# WORK TO BE COMPLETED
Your answer should be a single number, the count of lines in the material with the string "instance".
**** DATA UNDER STUDY
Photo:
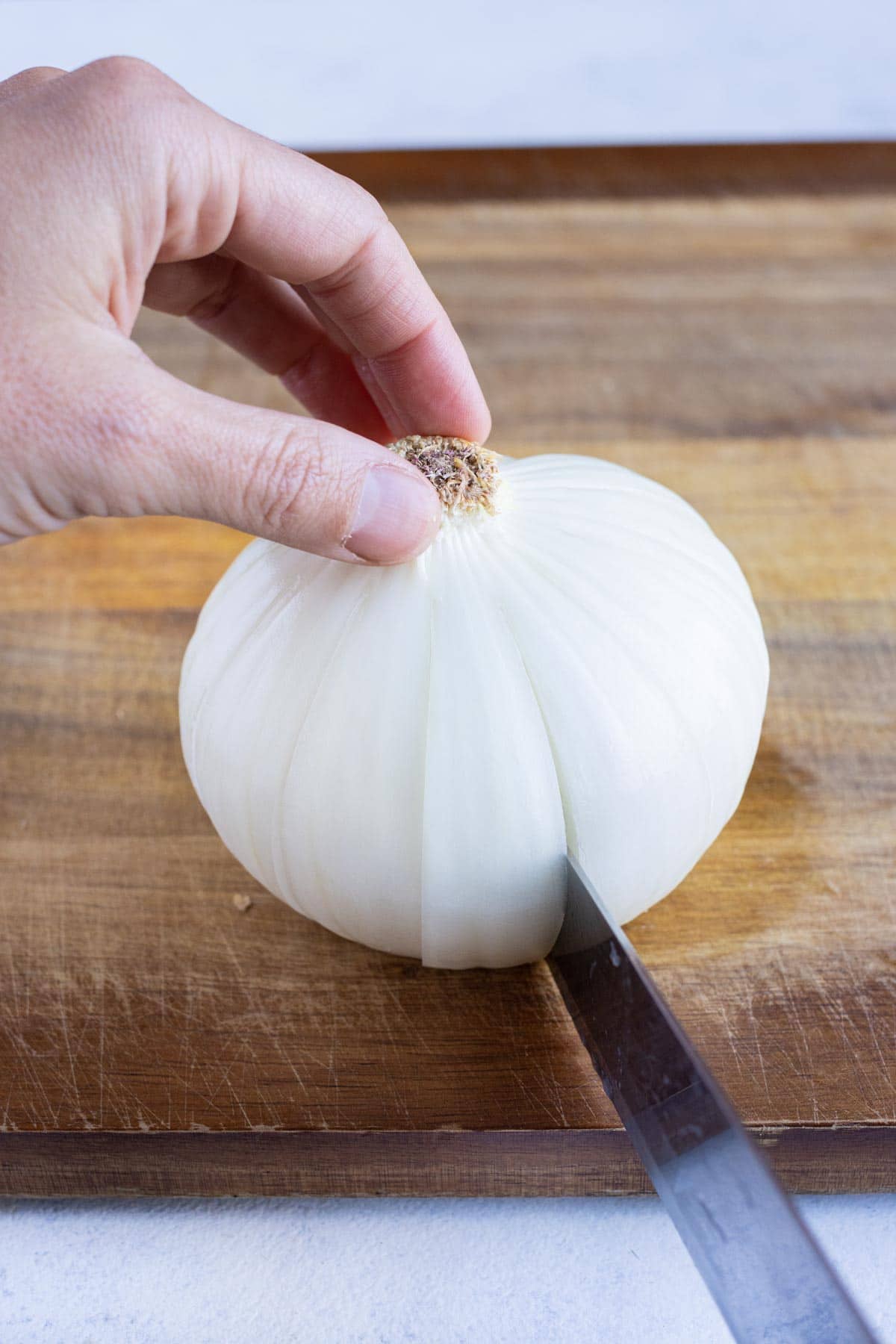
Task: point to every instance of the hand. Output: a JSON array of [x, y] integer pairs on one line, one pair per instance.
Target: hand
********
**** DATA UNDER STUDY
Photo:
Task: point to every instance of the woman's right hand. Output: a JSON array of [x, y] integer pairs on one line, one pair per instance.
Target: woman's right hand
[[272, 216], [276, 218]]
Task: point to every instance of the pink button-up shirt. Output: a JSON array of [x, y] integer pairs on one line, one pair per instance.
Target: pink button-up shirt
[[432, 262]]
********
# ANSWER TO THIS TASK
3